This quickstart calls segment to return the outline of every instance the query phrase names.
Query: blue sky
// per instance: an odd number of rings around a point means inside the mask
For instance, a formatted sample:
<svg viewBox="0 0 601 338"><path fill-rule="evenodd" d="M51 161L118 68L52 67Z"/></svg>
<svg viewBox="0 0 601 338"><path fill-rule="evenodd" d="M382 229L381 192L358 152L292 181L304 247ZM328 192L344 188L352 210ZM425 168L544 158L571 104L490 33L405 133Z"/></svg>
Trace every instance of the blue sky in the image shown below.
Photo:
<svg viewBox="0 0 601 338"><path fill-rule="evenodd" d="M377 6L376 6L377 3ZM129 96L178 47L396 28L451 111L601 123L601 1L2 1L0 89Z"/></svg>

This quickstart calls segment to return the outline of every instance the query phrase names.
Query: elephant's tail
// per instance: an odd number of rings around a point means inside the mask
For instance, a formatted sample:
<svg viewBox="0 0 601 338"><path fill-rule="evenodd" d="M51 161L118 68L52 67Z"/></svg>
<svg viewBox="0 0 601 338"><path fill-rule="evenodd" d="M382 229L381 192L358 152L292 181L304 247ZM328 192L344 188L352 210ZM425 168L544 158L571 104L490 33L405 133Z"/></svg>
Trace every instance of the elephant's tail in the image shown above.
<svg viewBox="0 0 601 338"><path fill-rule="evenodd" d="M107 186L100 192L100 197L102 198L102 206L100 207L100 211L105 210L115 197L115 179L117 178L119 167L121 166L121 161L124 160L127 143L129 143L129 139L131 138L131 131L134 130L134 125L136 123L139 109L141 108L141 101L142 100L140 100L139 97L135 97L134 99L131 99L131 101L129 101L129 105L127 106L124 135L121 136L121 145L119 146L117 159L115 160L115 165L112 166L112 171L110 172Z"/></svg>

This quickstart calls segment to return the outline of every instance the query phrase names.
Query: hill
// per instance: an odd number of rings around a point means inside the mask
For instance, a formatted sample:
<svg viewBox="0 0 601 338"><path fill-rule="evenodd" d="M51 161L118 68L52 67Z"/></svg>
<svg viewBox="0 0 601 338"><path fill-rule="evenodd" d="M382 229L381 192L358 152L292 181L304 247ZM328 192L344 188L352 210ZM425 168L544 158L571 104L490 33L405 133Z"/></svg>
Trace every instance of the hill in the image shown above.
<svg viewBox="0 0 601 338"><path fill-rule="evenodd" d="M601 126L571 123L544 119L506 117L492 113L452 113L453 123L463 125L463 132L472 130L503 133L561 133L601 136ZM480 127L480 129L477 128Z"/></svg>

########################################

* [Task instructions]: Rewrite the entries above, substituting "tutorial" for "quickstart" wherever it occurs and leaving everything else unchanged.

* [Answer for this exercise]:
This tutorial calls segment to return the outline of every instance the query phrase names.
Query: blue sky
// per instance: an odd number of rings around a point means inside the mask
For instance, a formatted sample:
<svg viewBox="0 0 601 338"><path fill-rule="evenodd" d="M51 161L118 68L52 67Z"/></svg>
<svg viewBox="0 0 601 338"><path fill-rule="evenodd" d="M382 229L381 192L358 152L292 181L304 247ZM328 192L344 188L352 210ZM425 168L544 158L571 104L490 33L405 133Z"/></svg>
Trace every instance of the blue sky in the image shown below.
Photo:
<svg viewBox="0 0 601 338"><path fill-rule="evenodd" d="M377 6L376 6L377 3ZM129 96L178 47L396 28L451 111L601 123L601 1L2 1L0 89Z"/></svg>

This tutorial calls segment to return the outline of every instance the query phrase names.
Query: elephant's tail
// per instance: an odd number of rings around a point means inside the mask
For instance, a formatted sample:
<svg viewBox="0 0 601 338"><path fill-rule="evenodd" d="M51 161L118 68L52 67Z"/></svg>
<svg viewBox="0 0 601 338"><path fill-rule="evenodd" d="M382 229L381 192L358 152L292 181L304 247ZM328 192L344 188L352 210ZM425 168L544 158L571 104L490 33L405 133Z"/></svg>
Trace every instance of the elephant's tail in the image shown above.
<svg viewBox="0 0 601 338"><path fill-rule="evenodd" d="M107 186L100 192L100 197L102 198L102 206L100 207L100 211L105 210L115 197L115 179L117 178L119 167L121 166L121 161L124 160L127 143L129 143L129 139L131 138L131 131L134 130L134 125L136 123L139 109L141 108L141 101L142 100L140 100L139 97L135 97L134 99L131 99L131 101L129 101L129 105L127 106L124 135L121 136L121 145L119 146L117 159L115 160L115 165L112 166L112 171L110 172Z"/></svg>

This tutorial calls segment to return the outline of every instance the query phrase names.
Query: hill
// per instance: an odd number of rings around a point means inside the mask
For instance, a formatted sample:
<svg viewBox="0 0 601 338"><path fill-rule="evenodd" d="M51 161L118 68L52 67Z"/></svg>
<svg viewBox="0 0 601 338"><path fill-rule="evenodd" d="M382 229L381 192L358 152L292 181L304 247ZM328 192L344 188L352 210ZM425 168L544 158L571 104L490 33L405 133Z"/></svg>
Trace every instance of the hill in the image shown above.
<svg viewBox="0 0 601 338"><path fill-rule="evenodd" d="M601 126L571 123L544 119L506 117L492 113L452 113L453 123L463 125L463 132L472 130L503 133L561 133L601 136ZM480 127L480 129L477 128Z"/></svg>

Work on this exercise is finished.